Begin at the line that contains "Could you locate the nose" and stop at the last line of the rows below. Arrange those lines as a JSON list of strings with one string per line, and leave out blank lines and anything that comes before the starting line.

:::

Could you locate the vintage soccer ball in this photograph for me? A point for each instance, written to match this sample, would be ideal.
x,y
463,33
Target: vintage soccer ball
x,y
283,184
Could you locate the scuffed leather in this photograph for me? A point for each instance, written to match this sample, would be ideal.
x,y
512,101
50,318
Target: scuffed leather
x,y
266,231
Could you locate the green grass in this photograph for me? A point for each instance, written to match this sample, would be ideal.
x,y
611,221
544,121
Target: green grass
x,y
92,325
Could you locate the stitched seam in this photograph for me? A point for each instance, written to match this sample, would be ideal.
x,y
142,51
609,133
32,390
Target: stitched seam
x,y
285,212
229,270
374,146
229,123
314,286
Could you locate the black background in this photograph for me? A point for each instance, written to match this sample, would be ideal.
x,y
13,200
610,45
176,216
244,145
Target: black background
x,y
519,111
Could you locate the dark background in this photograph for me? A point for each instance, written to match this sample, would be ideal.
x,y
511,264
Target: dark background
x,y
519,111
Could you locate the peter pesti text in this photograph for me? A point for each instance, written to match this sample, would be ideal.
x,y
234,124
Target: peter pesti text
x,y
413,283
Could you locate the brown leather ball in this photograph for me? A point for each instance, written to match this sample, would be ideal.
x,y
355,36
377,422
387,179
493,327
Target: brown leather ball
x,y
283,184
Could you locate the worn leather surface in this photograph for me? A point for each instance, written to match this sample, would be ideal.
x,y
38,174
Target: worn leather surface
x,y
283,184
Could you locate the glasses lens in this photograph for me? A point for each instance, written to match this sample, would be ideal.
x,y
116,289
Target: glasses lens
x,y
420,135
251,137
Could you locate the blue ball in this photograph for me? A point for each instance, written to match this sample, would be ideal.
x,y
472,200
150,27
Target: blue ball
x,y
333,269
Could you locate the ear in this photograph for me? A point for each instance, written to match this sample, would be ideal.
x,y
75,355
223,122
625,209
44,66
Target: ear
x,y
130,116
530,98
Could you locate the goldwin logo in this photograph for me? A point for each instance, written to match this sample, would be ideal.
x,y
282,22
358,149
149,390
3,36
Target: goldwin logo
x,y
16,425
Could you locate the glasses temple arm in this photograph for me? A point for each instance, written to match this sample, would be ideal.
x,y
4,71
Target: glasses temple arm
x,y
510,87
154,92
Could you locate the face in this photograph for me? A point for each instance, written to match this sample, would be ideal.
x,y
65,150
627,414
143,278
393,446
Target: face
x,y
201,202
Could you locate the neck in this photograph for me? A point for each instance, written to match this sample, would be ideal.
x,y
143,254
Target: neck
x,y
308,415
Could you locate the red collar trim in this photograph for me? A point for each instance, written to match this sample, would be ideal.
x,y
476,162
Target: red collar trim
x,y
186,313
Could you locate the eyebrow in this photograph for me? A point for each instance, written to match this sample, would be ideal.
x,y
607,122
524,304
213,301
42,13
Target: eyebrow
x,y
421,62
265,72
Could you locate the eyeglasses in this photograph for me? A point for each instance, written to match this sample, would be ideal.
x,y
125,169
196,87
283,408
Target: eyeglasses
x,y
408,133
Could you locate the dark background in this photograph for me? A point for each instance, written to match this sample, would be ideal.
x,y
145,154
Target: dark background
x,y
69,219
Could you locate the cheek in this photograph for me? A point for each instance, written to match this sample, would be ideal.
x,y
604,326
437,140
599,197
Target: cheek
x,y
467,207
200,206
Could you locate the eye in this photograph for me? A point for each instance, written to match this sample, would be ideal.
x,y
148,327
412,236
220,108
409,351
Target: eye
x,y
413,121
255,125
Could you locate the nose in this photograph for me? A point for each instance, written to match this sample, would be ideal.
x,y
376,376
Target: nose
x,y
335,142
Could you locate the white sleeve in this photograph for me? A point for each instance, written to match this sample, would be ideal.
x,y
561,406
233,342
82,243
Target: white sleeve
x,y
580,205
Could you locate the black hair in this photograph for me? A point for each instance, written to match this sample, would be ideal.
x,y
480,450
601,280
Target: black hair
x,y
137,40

:::

_EXERCISE SOLUTION_:
[
  "Could you locate the nose in this photograph for me? A point for each instance, written to match this sample, would be ideal.",
  "x,y",
  "376,376",
  "Target: nose",
  "x,y",
  "335,142",
  "Could you locate the white sleeve in this photograph for me? A point for each instance, written to match this sample, would be ideal.",
  "x,y",
  "561,406",
  "233,342",
  "82,243",
  "Target: white sleeve",
  "x,y",
  "580,205",
  "Could you locate the black hair in this photograph for me? A point for each instance, written to match this sample, would be ideal.",
  "x,y",
  "480,450",
  "601,280",
  "Target: black hair",
  "x,y",
  "137,40"
]